Directions: Whenever a line below holds the word "instance", copy that line.

Collection entries:
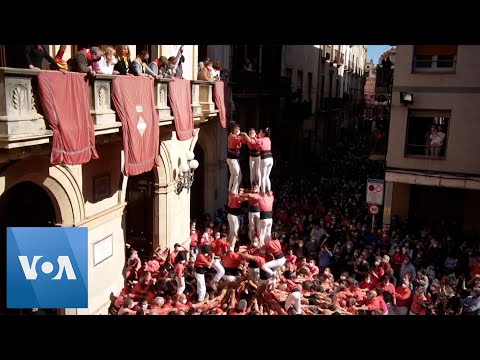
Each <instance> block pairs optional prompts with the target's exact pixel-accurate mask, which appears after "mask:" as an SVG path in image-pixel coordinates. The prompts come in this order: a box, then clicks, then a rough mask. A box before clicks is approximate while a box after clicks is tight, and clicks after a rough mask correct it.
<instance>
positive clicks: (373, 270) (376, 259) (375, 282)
mask: <svg viewBox="0 0 480 360" xmlns="http://www.w3.org/2000/svg"><path fill="white" fill-rule="evenodd" d="M370 274H371V279H372V284H373V285H374V286H375V285H377V283H379V282H380V281H381V279H382V278H383V275H385V269H384V267H383V264H382V258H380V257H377V259H376V260H375V266H374V267H373V268H372V270H370Z"/></svg>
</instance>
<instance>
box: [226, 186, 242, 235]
mask: <svg viewBox="0 0 480 360" xmlns="http://www.w3.org/2000/svg"><path fill="white" fill-rule="evenodd" d="M245 200H246V199H245V197H244V196H243V195H242V194H236V193H233V192H231V193H229V195H228V215H227V220H228V228H229V229H230V233H229V240H230V241H232V239H233V238H234V237H237V236H238V230H239V229H240V219H239V215H240V212H241V207H242V202H244V201H245Z"/></svg>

Reply:
Each <instance> block pairs optional prompts with the target's exact pixel-accurate mask, which appears after "mask:" as an SVG path in image-pixel coordinates. The prompts come in this order: a box, then clicks, then a rough mask. A box before clicks is approximate while a box after clicks is tight, and clicks after a rough mask correct it.
<instance>
</instance>
<instance>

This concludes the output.